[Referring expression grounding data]

****************************************

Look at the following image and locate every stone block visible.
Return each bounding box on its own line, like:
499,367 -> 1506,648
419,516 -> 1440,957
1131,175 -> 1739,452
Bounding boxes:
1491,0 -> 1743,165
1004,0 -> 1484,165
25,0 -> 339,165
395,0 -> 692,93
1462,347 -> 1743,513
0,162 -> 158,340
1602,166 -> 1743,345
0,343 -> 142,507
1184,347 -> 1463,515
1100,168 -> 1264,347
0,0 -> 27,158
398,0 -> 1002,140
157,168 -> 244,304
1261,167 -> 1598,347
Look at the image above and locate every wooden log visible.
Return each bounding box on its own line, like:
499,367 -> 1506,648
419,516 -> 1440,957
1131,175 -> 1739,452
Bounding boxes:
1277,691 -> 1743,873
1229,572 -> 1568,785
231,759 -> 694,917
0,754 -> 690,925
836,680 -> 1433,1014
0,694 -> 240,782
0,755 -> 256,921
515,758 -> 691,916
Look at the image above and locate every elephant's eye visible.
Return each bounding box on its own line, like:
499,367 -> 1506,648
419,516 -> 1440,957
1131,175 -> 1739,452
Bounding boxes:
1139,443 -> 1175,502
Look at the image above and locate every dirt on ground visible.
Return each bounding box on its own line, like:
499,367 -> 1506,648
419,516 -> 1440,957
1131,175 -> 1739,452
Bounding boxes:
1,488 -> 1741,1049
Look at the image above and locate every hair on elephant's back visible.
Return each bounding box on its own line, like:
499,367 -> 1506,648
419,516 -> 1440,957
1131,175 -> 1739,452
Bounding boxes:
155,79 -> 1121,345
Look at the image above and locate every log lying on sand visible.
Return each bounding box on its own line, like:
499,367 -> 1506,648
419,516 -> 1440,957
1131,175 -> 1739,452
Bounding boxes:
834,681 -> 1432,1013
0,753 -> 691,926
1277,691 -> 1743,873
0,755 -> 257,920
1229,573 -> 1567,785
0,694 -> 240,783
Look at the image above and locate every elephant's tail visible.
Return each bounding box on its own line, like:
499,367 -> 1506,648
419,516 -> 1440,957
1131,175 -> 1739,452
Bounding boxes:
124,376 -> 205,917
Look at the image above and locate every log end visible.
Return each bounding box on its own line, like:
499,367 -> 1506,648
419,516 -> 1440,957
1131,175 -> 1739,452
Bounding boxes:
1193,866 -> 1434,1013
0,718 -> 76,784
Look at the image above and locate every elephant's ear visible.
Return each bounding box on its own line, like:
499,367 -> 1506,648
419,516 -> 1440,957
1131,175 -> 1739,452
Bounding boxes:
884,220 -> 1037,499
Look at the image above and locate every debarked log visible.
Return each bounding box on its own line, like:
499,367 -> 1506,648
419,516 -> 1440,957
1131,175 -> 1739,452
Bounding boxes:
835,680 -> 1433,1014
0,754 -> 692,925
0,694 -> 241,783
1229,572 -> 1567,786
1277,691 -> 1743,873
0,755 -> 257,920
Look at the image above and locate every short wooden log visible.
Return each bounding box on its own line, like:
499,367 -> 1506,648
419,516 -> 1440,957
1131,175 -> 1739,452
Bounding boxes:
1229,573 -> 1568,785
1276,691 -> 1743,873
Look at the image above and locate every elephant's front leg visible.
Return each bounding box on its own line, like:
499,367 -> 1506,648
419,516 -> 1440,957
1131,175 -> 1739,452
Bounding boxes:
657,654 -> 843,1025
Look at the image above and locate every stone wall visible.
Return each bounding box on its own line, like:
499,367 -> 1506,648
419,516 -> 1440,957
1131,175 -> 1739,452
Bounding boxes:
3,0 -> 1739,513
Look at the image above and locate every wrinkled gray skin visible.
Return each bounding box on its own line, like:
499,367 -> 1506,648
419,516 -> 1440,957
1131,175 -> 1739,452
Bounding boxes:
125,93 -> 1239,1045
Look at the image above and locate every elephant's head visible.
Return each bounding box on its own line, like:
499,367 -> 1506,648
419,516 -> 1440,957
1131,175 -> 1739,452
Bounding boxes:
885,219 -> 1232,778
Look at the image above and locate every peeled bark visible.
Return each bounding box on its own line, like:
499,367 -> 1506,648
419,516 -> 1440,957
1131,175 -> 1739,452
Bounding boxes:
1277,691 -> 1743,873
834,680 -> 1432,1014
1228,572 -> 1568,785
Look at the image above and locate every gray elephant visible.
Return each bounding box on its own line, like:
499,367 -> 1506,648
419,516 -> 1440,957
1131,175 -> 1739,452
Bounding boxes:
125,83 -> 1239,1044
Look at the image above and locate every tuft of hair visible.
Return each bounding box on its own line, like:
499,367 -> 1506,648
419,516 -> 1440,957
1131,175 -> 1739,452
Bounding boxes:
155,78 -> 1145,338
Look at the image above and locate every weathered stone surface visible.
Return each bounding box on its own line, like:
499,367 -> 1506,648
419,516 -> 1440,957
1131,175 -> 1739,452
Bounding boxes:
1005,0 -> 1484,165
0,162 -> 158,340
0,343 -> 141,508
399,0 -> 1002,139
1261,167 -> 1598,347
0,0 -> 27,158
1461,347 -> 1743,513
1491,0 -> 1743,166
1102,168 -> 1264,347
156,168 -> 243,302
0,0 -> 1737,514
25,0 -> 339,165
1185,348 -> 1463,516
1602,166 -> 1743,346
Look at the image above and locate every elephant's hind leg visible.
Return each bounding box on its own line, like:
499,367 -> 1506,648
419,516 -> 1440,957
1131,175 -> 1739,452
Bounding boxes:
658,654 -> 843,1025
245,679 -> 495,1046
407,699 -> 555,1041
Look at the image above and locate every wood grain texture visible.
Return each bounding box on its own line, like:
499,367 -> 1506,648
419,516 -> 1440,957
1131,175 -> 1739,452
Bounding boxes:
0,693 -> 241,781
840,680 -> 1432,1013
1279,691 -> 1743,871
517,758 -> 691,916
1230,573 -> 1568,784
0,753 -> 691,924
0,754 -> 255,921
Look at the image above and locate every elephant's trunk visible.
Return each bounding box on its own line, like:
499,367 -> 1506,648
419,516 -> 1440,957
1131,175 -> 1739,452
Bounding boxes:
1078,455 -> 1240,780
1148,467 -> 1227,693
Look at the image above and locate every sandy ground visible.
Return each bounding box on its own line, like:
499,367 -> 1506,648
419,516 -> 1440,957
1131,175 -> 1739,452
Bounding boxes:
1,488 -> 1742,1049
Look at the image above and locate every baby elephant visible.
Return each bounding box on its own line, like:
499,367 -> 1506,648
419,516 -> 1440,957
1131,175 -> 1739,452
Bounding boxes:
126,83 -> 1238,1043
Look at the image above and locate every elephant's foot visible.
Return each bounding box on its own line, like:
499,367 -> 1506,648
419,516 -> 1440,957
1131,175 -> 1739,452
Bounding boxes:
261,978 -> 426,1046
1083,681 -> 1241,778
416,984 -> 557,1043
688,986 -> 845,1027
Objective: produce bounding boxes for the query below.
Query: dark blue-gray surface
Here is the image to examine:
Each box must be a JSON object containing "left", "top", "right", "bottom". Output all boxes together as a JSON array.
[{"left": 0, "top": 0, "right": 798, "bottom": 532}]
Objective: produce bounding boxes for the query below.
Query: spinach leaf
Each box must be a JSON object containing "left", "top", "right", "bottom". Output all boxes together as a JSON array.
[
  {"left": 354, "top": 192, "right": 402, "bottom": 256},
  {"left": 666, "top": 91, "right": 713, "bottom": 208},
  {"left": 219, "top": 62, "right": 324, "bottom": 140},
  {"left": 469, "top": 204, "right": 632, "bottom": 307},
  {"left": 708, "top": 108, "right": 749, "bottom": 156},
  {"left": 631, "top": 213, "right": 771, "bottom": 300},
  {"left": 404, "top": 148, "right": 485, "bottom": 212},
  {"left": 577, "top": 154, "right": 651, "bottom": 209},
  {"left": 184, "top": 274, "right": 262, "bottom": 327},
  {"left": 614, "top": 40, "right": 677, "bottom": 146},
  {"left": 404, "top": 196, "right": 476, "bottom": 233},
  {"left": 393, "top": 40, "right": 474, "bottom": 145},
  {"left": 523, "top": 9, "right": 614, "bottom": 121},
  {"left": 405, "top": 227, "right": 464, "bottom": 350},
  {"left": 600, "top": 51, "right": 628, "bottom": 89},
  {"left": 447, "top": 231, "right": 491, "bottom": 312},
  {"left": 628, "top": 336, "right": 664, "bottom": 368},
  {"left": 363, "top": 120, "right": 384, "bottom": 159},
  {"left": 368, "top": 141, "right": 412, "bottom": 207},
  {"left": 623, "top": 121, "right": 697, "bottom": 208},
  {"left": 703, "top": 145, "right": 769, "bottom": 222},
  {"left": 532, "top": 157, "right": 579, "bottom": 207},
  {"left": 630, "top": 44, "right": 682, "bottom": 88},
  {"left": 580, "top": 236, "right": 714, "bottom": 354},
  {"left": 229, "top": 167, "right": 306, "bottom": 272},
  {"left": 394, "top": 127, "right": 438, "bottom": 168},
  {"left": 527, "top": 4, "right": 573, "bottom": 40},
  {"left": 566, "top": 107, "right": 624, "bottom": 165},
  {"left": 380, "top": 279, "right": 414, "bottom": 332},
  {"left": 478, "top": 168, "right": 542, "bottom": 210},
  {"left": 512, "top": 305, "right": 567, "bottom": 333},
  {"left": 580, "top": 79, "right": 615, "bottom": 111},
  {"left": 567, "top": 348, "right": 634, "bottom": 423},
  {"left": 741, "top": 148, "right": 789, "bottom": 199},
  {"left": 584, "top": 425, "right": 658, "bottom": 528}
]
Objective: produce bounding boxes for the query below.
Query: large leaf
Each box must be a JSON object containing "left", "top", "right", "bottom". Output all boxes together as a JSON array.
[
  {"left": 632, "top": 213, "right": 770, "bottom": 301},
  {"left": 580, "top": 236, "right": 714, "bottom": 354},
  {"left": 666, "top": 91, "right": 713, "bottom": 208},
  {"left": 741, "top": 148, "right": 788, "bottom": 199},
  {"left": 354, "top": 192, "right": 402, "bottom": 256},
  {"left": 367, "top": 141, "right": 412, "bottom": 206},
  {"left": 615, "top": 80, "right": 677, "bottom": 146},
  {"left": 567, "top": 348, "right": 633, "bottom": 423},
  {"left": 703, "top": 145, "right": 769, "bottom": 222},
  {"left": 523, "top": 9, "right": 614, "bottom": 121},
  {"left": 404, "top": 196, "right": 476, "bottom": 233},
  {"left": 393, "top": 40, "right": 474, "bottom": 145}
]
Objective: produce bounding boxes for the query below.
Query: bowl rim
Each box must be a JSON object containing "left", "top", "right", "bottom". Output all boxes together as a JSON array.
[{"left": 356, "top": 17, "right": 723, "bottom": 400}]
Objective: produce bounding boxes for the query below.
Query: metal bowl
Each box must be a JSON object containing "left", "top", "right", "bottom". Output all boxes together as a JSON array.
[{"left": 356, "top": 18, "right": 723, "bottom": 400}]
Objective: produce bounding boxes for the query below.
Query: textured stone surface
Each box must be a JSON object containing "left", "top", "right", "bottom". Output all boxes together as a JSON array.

****************************************

REQUIRED ACTION: A complete answer gives every line of the data that includes "surface".

REPLY:
Look at the image above and locate every weathered stone surface visible.
Query: dark blue-gray surface
Query: textured stone surface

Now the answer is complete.